• Exercise aim: Find the line containing "the white crusted", then print it and each line after it through the end of the listing exactly, with no pictures.

• Data to process:
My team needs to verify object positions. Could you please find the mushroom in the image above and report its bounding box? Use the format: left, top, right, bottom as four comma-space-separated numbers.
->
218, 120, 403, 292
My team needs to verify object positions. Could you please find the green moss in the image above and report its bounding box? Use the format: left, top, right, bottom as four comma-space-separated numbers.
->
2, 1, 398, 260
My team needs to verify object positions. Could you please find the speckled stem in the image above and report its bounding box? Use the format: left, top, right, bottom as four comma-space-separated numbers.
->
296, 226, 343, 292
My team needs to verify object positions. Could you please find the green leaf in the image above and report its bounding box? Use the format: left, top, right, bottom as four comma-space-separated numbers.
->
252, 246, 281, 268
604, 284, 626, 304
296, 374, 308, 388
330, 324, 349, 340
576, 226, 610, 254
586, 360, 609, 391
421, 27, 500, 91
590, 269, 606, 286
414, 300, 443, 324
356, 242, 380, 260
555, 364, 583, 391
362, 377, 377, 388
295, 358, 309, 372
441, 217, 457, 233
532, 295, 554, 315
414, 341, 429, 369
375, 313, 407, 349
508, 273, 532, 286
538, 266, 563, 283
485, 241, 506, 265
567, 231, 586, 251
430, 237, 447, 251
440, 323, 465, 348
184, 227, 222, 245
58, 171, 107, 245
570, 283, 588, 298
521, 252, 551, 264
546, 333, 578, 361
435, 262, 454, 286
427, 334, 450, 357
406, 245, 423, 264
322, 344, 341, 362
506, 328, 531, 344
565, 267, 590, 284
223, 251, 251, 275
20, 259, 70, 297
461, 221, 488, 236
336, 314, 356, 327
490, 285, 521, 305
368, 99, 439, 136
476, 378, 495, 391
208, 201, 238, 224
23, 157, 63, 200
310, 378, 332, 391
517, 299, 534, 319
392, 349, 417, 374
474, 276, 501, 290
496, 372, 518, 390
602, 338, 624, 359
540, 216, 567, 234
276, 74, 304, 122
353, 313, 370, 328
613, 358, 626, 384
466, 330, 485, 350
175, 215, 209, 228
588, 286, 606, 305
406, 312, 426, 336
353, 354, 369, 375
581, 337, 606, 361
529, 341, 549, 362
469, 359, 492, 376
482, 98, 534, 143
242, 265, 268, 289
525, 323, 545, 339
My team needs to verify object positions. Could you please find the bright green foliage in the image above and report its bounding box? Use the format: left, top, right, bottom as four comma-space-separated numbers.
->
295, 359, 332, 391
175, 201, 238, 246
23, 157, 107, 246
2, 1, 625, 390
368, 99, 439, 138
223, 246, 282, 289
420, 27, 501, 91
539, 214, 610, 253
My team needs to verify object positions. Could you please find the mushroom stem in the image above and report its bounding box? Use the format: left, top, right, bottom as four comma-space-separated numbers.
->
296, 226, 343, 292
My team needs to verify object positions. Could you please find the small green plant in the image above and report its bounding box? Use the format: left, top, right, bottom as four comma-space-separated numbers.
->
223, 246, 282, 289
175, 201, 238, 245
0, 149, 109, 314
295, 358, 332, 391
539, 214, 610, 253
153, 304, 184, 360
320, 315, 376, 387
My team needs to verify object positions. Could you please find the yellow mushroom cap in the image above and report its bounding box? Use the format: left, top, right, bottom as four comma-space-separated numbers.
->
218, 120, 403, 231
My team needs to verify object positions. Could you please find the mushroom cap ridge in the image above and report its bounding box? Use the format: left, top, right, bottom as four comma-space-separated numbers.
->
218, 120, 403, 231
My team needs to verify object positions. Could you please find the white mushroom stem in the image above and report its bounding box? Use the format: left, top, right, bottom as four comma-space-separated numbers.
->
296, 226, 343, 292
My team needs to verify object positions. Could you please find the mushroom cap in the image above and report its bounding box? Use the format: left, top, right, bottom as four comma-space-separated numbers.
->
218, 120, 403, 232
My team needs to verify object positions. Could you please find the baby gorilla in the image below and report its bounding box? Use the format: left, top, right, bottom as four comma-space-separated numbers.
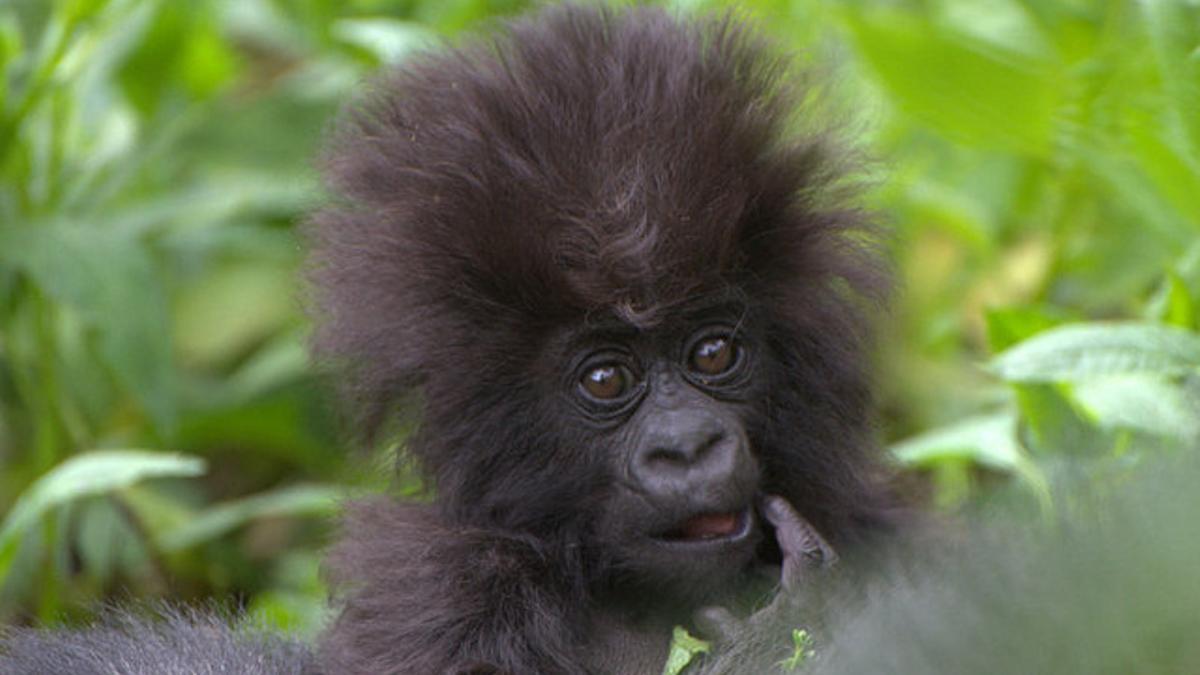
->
310, 4, 897, 673
0, 4, 898, 674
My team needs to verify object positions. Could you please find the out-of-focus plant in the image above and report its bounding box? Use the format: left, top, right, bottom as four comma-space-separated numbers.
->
0, 0, 532, 627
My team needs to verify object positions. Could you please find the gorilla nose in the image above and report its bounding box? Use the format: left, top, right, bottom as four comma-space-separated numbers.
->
632, 411, 741, 493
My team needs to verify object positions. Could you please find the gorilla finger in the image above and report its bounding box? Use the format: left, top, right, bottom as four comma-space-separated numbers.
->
761, 496, 838, 574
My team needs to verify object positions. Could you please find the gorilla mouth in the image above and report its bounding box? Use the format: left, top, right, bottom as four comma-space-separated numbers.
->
659, 507, 753, 544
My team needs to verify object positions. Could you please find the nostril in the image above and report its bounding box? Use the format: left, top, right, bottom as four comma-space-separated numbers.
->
644, 430, 726, 467
644, 446, 687, 466
697, 429, 725, 458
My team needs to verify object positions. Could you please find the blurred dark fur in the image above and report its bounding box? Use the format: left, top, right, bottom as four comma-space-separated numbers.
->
307, 4, 897, 673
0, 606, 313, 675
697, 454, 1200, 675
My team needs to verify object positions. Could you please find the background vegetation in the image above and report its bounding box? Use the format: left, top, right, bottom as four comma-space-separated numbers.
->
1, 0, 1197, 635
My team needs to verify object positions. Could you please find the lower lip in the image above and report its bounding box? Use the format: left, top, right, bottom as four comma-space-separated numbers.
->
657, 507, 754, 547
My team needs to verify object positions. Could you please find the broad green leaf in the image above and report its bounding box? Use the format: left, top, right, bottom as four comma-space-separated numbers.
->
991, 323, 1200, 382
843, 7, 1060, 154
159, 484, 341, 552
891, 412, 1023, 471
1075, 374, 1200, 444
0, 451, 204, 580
332, 18, 436, 63
891, 412, 1048, 505
938, 0, 1053, 60
1013, 384, 1106, 458
662, 626, 711, 675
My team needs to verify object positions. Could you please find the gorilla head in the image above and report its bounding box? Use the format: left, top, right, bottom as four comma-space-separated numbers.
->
308, 4, 897, 671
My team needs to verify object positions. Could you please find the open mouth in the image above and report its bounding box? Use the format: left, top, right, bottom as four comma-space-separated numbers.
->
658, 506, 753, 544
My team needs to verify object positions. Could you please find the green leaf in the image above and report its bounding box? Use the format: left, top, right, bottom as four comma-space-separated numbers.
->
1075, 374, 1200, 444
331, 18, 436, 63
0, 450, 204, 580
74, 497, 149, 585
844, 6, 1061, 153
891, 412, 1023, 471
0, 224, 177, 433
1146, 273, 1196, 329
1140, 0, 1200, 168
891, 412, 1048, 505
1013, 384, 1105, 458
984, 307, 1061, 354
662, 626, 711, 675
991, 323, 1200, 383
159, 484, 341, 552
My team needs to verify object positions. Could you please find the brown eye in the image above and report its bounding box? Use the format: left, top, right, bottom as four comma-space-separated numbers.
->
581, 364, 629, 400
690, 335, 736, 375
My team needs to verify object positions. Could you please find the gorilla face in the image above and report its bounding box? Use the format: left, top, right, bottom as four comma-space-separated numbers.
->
553, 302, 770, 600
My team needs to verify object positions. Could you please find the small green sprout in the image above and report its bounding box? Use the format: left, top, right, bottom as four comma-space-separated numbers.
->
662, 625, 711, 675
778, 628, 816, 671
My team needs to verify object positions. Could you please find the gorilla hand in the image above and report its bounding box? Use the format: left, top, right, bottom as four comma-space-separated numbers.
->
691, 496, 836, 673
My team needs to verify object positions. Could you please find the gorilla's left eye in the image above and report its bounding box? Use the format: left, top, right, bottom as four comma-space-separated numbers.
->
690, 335, 737, 375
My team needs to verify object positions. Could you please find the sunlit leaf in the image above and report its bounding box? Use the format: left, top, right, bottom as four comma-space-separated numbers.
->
332, 18, 435, 63
891, 412, 1049, 504
992, 322, 1200, 382
0, 451, 204, 581
1075, 374, 1200, 444
891, 411, 1023, 471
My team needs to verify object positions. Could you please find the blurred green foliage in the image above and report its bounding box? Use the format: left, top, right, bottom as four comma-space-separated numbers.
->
0, 0, 1197, 631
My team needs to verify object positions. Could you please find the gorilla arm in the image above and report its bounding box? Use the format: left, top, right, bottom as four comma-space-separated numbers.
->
317, 499, 591, 675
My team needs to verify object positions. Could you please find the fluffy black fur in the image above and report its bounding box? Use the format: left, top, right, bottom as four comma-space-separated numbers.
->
309, 4, 897, 674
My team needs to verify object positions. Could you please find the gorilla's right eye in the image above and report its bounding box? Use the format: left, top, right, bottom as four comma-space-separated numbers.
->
580, 364, 631, 400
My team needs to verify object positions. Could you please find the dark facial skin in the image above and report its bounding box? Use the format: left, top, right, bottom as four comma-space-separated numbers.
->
557, 306, 771, 604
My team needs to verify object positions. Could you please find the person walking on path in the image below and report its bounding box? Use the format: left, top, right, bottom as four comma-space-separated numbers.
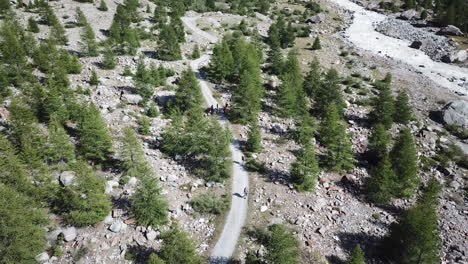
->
243, 187, 248, 199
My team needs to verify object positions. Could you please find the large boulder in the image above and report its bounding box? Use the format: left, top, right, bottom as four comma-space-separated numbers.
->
399, 9, 418, 20
437, 25, 464, 36
59, 171, 76, 187
35, 252, 50, 263
441, 50, 468, 63
61, 227, 77, 242
122, 94, 143, 105
109, 220, 128, 233
409, 40, 423, 49
441, 101, 468, 128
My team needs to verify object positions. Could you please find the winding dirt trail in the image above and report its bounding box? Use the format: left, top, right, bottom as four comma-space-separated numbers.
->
182, 16, 249, 263
330, 0, 468, 98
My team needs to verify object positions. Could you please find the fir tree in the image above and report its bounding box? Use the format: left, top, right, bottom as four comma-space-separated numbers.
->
75, 7, 88, 27
81, 22, 98, 56
369, 81, 395, 129
303, 57, 321, 97
77, 103, 113, 162
109, 4, 140, 54
394, 89, 413, 124
385, 178, 441, 264
247, 118, 262, 153
0, 0, 10, 12
46, 115, 75, 163
138, 116, 151, 135
312, 36, 321, 50
67, 55, 82, 74
210, 40, 235, 82
366, 154, 395, 204
101, 46, 116, 69
159, 223, 204, 264
153, 5, 168, 27
49, 10, 68, 45
315, 68, 345, 117
90, 70, 99, 85
390, 128, 419, 198
54, 161, 112, 226
295, 113, 315, 146
28, 17, 40, 33
148, 254, 165, 264
268, 44, 283, 75
120, 127, 149, 177
191, 44, 200, 59
98, 0, 108, 11
290, 142, 319, 192
174, 68, 204, 114
320, 104, 354, 172
366, 124, 390, 165
276, 50, 305, 117
281, 22, 295, 49
158, 25, 182, 61
206, 0, 216, 10
0, 136, 32, 193
0, 185, 47, 264
348, 245, 365, 264
265, 224, 301, 264
132, 174, 168, 226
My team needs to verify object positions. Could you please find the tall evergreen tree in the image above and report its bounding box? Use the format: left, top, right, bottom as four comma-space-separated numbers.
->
101, 45, 116, 69
314, 68, 345, 117
290, 142, 319, 192
347, 245, 365, 264
366, 124, 390, 165
295, 112, 315, 146
320, 104, 354, 172
174, 68, 203, 114
75, 7, 88, 27
132, 176, 168, 227
109, 4, 140, 54
311, 36, 321, 50
120, 127, 149, 178
27, 17, 40, 33
390, 128, 419, 198
265, 224, 301, 264
247, 118, 262, 153
0, 0, 10, 12
385, 178, 441, 264
210, 40, 235, 82
46, 115, 75, 163
98, 0, 108, 11
81, 22, 98, 56
159, 223, 204, 264
158, 25, 182, 61
366, 154, 395, 204
369, 81, 395, 129
0, 136, 32, 193
276, 50, 305, 117
77, 103, 113, 163
394, 89, 413, 125
303, 57, 321, 97
90, 70, 99, 85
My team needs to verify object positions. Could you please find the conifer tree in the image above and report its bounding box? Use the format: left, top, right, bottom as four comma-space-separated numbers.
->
132, 173, 168, 226
370, 82, 395, 129
0, 136, 32, 193
98, 0, 108, 11
320, 104, 354, 172
385, 178, 441, 264
81, 22, 98, 56
90, 70, 99, 85
0, 185, 47, 264
268, 44, 283, 75
101, 45, 116, 69
267, 22, 281, 49
315, 68, 345, 117
231, 66, 262, 123
0, 0, 10, 12
158, 25, 182, 61
281, 22, 295, 49
46, 115, 75, 163
171, 16, 185, 43
247, 118, 262, 153
159, 223, 204, 264
28, 17, 40, 33
265, 224, 301, 264
67, 55, 82, 74
49, 10, 68, 45
206, 0, 215, 10
109, 4, 140, 54
312, 36, 321, 50
120, 127, 149, 178
394, 89, 413, 125
77, 103, 113, 162
366, 124, 390, 165
153, 5, 168, 27
276, 50, 305, 117
191, 44, 200, 59
55, 161, 111, 226
174, 68, 203, 114
148, 254, 165, 264
390, 128, 419, 198
366, 154, 395, 204
0, 20, 28, 84
210, 40, 235, 82
290, 142, 319, 192
295, 113, 314, 146
347, 245, 365, 264
303, 57, 321, 97
75, 7, 88, 27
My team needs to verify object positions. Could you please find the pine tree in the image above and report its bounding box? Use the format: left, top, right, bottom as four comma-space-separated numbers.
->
148, 254, 165, 264
0, 136, 32, 193
390, 128, 419, 198
267, 22, 281, 49
369, 81, 395, 129
98, 0, 108, 11
49, 9, 68, 45
312, 36, 321, 50
101, 46, 116, 69
0, 0, 10, 12
303, 57, 321, 97
209, 40, 235, 82
366, 124, 390, 165
394, 89, 413, 124
153, 5, 168, 27
268, 44, 283, 75
315, 68, 345, 117
158, 25, 182, 61
206, 0, 216, 10
295, 113, 315, 145
81, 22, 98, 56
191, 44, 200, 59
67, 55, 82, 74
75, 7, 88, 27
159, 223, 205, 264
290, 142, 319, 192
385, 178, 441, 264
366, 154, 395, 204
281, 22, 295, 49
109, 4, 140, 54
231, 67, 263, 123
347, 245, 365, 264
0, 20, 28, 84
0, 185, 47, 264
54, 161, 112, 226
132, 174, 168, 226
90, 70, 99, 85
120, 127, 150, 178
276, 50, 305, 117
174, 68, 203, 114
77, 103, 113, 162
28, 17, 40, 33
46, 115, 75, 163
247, 118, 262, 153
265, 224, 301, 264
320, 104, 354, 172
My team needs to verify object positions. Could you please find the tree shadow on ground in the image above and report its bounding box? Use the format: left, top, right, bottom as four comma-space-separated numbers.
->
125, 245, 154, 264
112, 196, 131, 212
326, 231, 386, 264
142, 50, 157, 59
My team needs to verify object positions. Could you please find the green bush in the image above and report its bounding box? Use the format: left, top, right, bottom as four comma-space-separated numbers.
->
190, 193, 229, 215
445, 124, 468, 140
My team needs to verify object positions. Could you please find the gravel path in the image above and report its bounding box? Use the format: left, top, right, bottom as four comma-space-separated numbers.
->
330, 0, 468, 98
183, 16, 249, 263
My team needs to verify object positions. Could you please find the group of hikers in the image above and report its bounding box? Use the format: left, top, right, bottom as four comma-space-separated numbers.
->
205, 103, 228, 116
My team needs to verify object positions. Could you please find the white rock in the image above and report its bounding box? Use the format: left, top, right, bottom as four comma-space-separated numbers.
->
104, 214, 113, 224
59, 171, 76, 186
128, 177, 138, 185
35, 252, 50, 263
260, 205, 268, 212
105, 180, 119, 194
61, 227, 77, 242
146, 230, 158, 241
109, 220, 127, 233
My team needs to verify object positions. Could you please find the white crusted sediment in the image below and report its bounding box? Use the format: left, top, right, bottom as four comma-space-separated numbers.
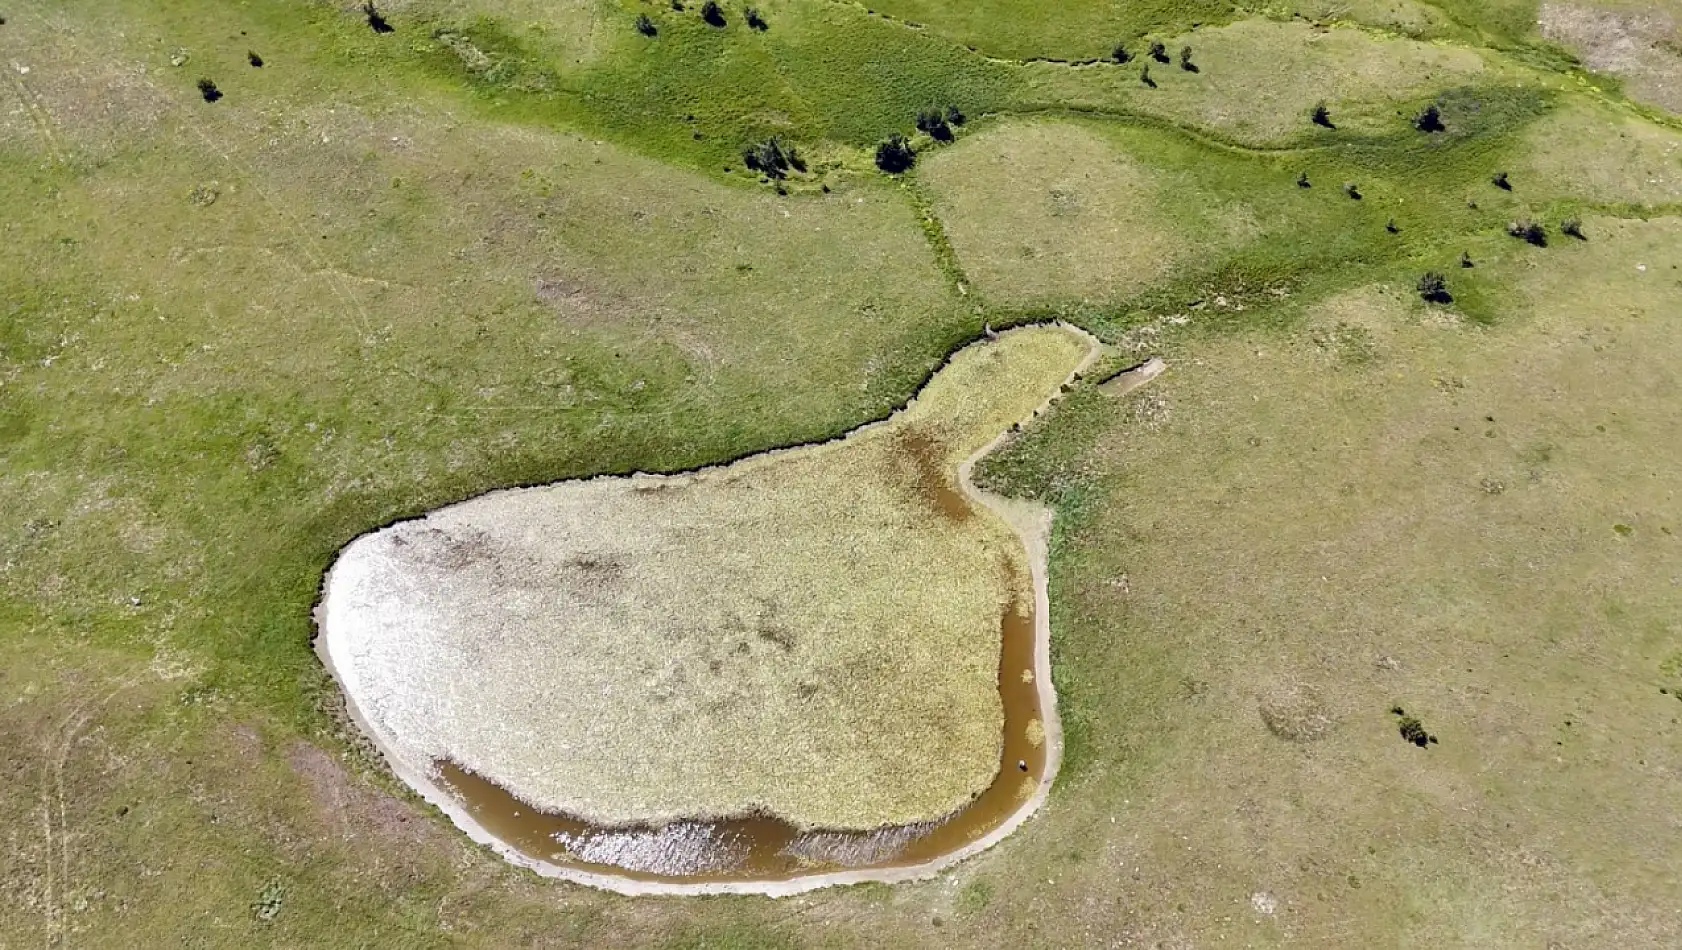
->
315, 322, 1130, 896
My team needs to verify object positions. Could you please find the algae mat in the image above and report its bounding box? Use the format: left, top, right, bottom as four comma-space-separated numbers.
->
318, 324, 1099, 890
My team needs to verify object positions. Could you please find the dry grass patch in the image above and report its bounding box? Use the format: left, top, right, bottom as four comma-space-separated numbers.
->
921, 121, 1177, 308
1542, 1, 1682, 113
1515, 99, 1682, 205
322, 325, 1091, 831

• Exercise solution:
My team needs to verify object positions. Could you please find the white crusted sediment in the image below and report its bounding box? Use the format: left, top, right, bottom as four comma-space-separated numbers.
->
315, 322, 1130, 896
My team needs to verify object positions. Could you please find the algae mat in the image above and report its bounding box? Use the format: left, top, right, bottom as four comma-space-separated numbers.
->
318, 324, 1099, 890
My team needs to verify object positions. Could you please find the dry grass patch in the image above and report its bounding box? Use the format: left, top, right, bottom as four comma-space-separated numbers.
->
921, 121, 1177, 308
1542, 1, 1682, 113
1515, 99, 1682, 205
322, 325, 1091, 831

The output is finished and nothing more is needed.